**Selected excerpt**:
========

I am totally surprised at how horribly people have rated this. I think when people fall so in love with a series they have a hard time when a story comes to and end and become very nitpicky about how it happens. Stephanie Meyer has a wonderful imagination and she told the story how she saw it and how she wanted it to end. She is the storyteller, she began the story and she gets to choose how it ends. I would not have ended it exactly like this (for instance they would have kicked the volturri's powdery white hiney's)but then again I would have never been able to come up with such a gripping story to begin with.
I loved Twilight it was my favorite. Didn't care so much for New Moon - very depressing, but still pretty good (obviously I kept reading.) Ecllipse was better but still not as good as Twilight. Breaking Dawn may have been my second favorite. It was very interesting (it made me want to be a vampire when I saw all that Bella became.) There were A LOT of love scenes, possibly more than necessary- especially for teen readers. She did keep them pretty clean, but it was very sexual.
When I first looked at the ratings the book had been out for less than 24 hours and there were a ton of low ratings-- the rating has come up since then. This has caused me to decide that the people who read it the fastest seemed to be more dissappointed. I took my time and I enjoyed it. I accidentaly read a few spoilers while reading some comments and so I knew some of the stuff people hated. Knowing those things could possibly have helped me to get use to and accept them better. For instance some people were having a fit about the name Renessmee and although it is not my favorite name I feel like its a little ridiculous to base your feeling for a book on the name of a character. Many of the names in the book are unusual and so I don't see why Renessmee is any more offensive than say Jasper.

========

**Dataset extract**:
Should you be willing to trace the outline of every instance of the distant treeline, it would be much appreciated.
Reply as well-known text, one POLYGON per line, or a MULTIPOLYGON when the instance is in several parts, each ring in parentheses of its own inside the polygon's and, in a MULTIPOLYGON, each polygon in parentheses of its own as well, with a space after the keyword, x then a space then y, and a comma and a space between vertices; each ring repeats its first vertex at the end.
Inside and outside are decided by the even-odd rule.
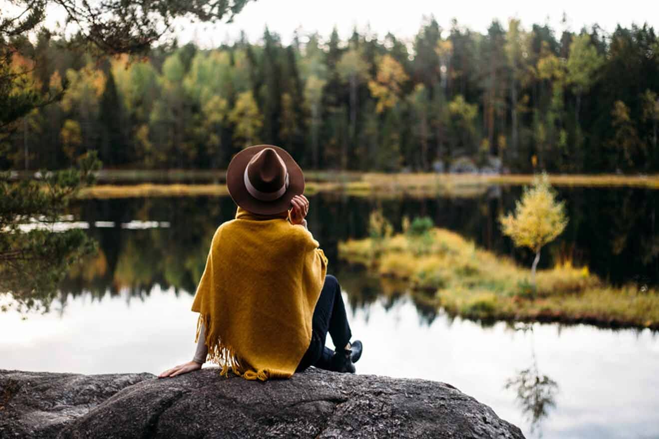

========

**Tasks**:
#1 Copy, word for word, the part of the Twilight series review that opens with the words containing "When I first" and closes with "than say Jasper.".
#2 Name every book title that the Twilight series review mentions, spelled as the review spells them.

**The replies**:
#1
When I first looked at the ratings the book had been out for less than 24 hours and there were a ton of low ratings-- the rating has come up since then. This has caused me to decide that the people who read it the fastest seemed to be more dissappointed. I took my time and I enjoyed it. I accidentaly read a few spoilers while reading some comments and so I knew some of the stuff people hated. Knowing those things could possibly have helped me to get use to and accept them better. For instance some people were having a fit about the name Renessmee and although it is not my favorite name I feel like its a little ridiculous to base your feeling for a book on the name of a character. Many of the names in the book are unusual and so I don't see why Renessmee is any more offensive than say Jasper.

#2 Twilight, New Moon, Ecllipse, Breaking Dawn